**Task prompt**
Decide whether each statement below agrees with the text on first-time homebuyers and mortgages, answering yes or no and quoting the deciding words from the text. (a) Nearly half of first-time homebuyers chose to meet with local lenders in person. (b) More than half of first-time homebuyers say they fully understand the loan options available to them. (c) Craig Martin is identified as director of mortgage practice at J.D. Power.

**Excerpted text**
December 12, 2014 4:21 am

First-time homebuyers report challenges with understanding the mortgage process and the options that are available to them, according to the J.D. Power 2014 U.S. Primary Mortgage Origination Satisfaction Study(SM).

“From describing what will happen during the process in terms a customer can understand to explaining the benefits of different options, loan representatives set the tone of the experience,” says Craig Martin, director of mortgage practice at J.D. Power. “A potential challenge with first-time homebuyers is that they may be afraid to appear uninformed, so they won’t admit when they are confused or don’t understand something. For a lender to truly stand out, their staff must foster relationships that promote open and honest communication.”

The study reveals that first-time homebuyers want a transparent mortgage process; 43 percent of all first-time homebuyers indicate they do not completely understand the process. A lack of experience and uncertainty about the process may influence how they first inquire about a mortgage; 48 percent chose to meet with local lenders in person for advice tailored to their specific situations.

The study also found:
  • The majority (54 percent) of first-time homebuyers indicate they don’t fully understand the different loan options available to them. Just 41 percent reported thorough explanations of the types of loans, terms, special programs, fees and options to reduce their down payments.

**Information supplied**

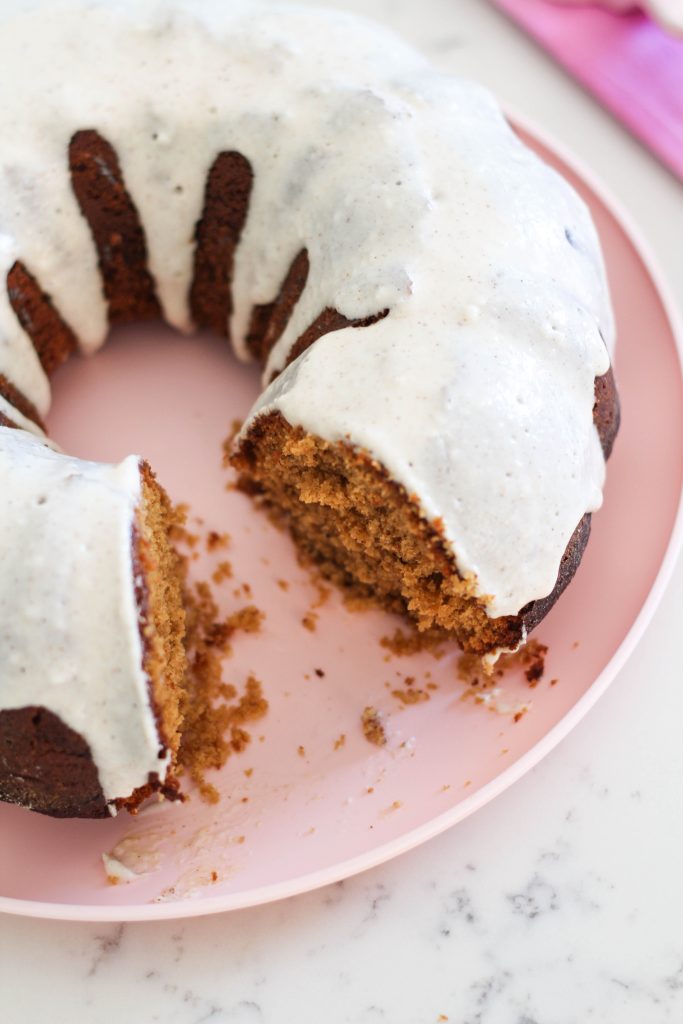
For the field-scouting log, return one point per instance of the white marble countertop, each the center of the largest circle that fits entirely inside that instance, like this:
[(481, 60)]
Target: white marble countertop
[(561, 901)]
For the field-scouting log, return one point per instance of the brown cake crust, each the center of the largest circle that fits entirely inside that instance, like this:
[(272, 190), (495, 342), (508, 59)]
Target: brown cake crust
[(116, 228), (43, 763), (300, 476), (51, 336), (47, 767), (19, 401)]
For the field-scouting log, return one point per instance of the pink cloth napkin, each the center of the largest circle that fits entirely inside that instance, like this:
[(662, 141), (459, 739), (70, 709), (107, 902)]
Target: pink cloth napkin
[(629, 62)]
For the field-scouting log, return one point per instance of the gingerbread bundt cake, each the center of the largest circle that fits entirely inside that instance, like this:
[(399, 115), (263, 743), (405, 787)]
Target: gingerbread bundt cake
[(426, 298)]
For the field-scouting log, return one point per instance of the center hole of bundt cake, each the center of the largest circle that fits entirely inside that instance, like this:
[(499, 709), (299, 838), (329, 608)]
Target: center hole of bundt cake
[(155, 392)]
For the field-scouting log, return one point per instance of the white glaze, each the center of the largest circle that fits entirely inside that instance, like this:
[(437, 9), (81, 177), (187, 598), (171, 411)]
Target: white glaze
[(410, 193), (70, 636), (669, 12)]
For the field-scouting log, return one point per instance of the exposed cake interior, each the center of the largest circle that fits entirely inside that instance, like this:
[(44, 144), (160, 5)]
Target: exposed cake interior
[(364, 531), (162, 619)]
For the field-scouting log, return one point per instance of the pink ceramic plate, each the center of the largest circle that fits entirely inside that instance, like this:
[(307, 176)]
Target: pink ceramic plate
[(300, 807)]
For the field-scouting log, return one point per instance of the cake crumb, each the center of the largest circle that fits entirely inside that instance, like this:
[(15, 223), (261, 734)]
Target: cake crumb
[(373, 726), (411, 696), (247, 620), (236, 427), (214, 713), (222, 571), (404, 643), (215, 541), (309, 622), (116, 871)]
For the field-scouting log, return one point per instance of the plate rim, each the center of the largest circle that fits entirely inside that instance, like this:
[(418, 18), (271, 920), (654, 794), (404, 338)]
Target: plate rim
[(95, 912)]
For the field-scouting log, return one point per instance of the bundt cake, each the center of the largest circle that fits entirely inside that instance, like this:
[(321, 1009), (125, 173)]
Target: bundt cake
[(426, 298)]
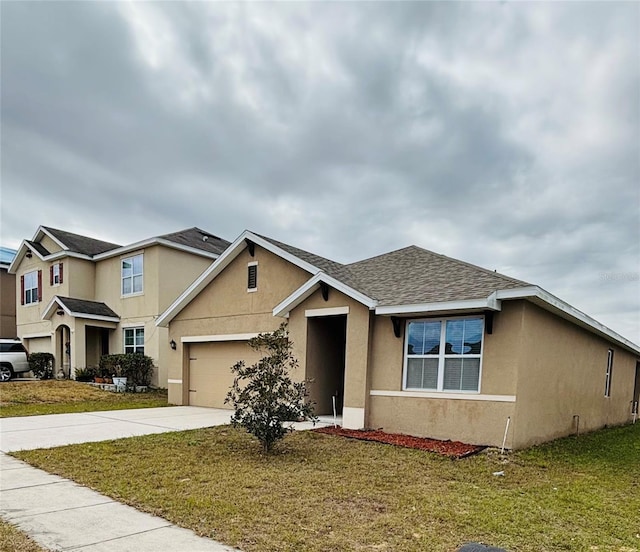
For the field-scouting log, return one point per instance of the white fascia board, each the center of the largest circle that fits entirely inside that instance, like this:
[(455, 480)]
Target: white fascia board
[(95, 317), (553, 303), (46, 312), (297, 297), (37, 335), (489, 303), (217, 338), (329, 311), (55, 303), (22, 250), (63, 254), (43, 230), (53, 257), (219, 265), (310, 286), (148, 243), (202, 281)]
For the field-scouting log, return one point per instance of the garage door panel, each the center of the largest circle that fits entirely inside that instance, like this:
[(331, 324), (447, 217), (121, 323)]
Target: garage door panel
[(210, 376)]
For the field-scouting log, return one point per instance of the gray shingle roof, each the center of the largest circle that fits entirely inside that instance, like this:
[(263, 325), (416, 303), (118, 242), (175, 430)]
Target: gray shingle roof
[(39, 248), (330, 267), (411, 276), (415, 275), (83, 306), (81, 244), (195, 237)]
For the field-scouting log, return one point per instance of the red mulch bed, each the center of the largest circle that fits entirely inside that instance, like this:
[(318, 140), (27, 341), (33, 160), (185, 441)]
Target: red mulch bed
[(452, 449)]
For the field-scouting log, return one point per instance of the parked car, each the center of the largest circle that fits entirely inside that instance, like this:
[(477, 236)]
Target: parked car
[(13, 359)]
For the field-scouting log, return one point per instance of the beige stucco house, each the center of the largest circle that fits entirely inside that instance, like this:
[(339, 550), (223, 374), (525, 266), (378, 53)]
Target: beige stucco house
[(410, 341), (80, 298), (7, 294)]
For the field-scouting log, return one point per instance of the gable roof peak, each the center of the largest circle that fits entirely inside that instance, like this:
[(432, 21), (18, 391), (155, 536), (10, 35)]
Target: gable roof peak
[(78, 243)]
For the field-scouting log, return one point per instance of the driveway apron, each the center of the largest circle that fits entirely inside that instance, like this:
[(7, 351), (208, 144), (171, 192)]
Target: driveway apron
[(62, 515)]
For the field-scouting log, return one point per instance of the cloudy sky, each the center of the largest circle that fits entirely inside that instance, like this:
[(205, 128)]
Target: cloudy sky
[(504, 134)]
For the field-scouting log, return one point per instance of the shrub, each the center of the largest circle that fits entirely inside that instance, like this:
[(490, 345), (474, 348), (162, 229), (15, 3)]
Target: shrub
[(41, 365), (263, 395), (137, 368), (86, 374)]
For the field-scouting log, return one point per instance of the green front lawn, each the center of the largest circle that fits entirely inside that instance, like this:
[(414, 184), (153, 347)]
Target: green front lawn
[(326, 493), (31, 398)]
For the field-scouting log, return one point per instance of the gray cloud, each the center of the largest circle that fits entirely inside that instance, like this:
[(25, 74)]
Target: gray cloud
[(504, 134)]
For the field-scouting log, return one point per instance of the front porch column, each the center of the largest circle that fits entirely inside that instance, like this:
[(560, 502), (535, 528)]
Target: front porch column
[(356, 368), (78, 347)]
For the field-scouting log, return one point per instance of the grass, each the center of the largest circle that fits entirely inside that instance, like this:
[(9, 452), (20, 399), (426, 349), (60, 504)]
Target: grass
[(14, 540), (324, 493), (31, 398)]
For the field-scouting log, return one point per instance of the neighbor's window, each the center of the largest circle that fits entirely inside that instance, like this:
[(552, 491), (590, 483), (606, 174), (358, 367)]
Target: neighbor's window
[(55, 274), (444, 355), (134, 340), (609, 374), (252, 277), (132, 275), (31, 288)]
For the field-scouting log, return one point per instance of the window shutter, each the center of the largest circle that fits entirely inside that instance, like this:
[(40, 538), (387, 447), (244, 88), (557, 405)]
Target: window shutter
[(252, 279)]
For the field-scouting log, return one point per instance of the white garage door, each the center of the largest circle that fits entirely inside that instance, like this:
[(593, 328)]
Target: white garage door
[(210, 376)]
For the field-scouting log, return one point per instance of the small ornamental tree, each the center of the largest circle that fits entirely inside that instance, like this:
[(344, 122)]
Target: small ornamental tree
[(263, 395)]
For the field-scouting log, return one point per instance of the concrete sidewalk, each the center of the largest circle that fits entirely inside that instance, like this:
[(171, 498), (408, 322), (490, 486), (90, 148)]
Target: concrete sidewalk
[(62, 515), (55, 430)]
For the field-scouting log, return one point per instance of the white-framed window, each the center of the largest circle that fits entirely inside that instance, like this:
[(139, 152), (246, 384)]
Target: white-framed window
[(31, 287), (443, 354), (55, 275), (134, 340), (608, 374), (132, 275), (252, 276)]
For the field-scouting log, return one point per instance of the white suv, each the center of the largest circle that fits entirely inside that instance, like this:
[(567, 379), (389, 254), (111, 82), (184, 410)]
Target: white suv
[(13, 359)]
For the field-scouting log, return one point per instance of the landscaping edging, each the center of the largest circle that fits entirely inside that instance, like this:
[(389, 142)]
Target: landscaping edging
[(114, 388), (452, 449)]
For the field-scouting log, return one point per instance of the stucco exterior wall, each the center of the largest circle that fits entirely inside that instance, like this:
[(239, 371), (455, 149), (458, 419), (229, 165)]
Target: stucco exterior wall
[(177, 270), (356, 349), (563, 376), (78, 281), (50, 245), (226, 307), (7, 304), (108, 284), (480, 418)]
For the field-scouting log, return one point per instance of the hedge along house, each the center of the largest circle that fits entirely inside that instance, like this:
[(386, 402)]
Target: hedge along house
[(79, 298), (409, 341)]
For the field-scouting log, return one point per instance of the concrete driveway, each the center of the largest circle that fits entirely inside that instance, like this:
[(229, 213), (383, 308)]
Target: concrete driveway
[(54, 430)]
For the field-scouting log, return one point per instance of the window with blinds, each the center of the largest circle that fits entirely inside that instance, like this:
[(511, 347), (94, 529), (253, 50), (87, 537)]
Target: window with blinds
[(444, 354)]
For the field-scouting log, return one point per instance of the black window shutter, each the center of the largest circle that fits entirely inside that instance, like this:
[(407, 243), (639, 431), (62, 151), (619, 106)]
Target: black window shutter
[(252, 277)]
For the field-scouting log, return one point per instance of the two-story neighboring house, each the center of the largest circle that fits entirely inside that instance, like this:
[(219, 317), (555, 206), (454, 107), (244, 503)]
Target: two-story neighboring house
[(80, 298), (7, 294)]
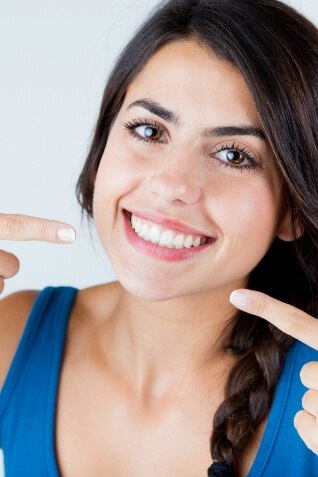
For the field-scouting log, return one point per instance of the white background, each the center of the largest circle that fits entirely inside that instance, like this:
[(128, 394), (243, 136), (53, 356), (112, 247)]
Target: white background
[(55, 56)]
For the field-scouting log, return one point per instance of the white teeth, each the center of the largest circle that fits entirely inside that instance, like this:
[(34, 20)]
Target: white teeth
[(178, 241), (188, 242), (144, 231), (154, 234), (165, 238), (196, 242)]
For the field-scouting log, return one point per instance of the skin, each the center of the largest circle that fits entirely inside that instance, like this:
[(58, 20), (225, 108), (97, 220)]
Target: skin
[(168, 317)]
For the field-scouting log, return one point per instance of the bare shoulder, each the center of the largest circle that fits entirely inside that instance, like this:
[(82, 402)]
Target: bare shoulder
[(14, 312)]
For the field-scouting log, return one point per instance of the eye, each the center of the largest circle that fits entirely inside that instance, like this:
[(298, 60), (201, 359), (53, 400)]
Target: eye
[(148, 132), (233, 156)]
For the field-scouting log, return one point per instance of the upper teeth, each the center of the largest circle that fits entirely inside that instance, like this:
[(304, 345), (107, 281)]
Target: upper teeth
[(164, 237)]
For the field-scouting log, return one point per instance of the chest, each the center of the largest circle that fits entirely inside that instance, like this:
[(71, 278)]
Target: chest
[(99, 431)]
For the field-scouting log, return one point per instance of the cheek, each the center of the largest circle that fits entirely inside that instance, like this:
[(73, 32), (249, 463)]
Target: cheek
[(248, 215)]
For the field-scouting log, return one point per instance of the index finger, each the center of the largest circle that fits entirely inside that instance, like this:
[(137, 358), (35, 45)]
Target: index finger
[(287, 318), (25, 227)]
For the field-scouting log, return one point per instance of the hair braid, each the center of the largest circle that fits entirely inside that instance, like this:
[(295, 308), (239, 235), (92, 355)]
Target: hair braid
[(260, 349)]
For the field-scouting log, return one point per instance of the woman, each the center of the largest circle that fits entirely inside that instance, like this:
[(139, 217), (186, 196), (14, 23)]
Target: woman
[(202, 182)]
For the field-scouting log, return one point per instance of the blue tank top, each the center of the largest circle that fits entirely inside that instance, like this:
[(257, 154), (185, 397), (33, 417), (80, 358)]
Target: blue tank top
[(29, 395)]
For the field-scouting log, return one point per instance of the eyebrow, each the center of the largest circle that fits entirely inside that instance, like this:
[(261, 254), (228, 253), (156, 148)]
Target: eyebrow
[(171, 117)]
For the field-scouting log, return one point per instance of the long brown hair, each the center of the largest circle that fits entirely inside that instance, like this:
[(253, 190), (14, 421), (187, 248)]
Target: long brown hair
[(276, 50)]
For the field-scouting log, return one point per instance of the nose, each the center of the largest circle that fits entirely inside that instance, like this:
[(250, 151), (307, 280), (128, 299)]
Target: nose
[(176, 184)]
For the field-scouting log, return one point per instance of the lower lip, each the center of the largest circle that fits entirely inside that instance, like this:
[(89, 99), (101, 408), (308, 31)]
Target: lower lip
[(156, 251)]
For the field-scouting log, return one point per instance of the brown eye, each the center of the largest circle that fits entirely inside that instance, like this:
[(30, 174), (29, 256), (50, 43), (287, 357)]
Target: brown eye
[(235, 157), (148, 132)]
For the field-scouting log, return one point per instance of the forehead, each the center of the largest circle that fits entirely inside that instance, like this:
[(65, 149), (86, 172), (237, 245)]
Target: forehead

**Correct result**
(a) Yes: "48 percent chose to meet with local lenders in person for advice tailored to their specific situations"
(b) No: "The majority (54 percent) of first-time homebuyers indicate they don’t fully understand the different loan options available to them."
(c) Yes: "says Craig Martin, director of mortgage practice at J.D. Power"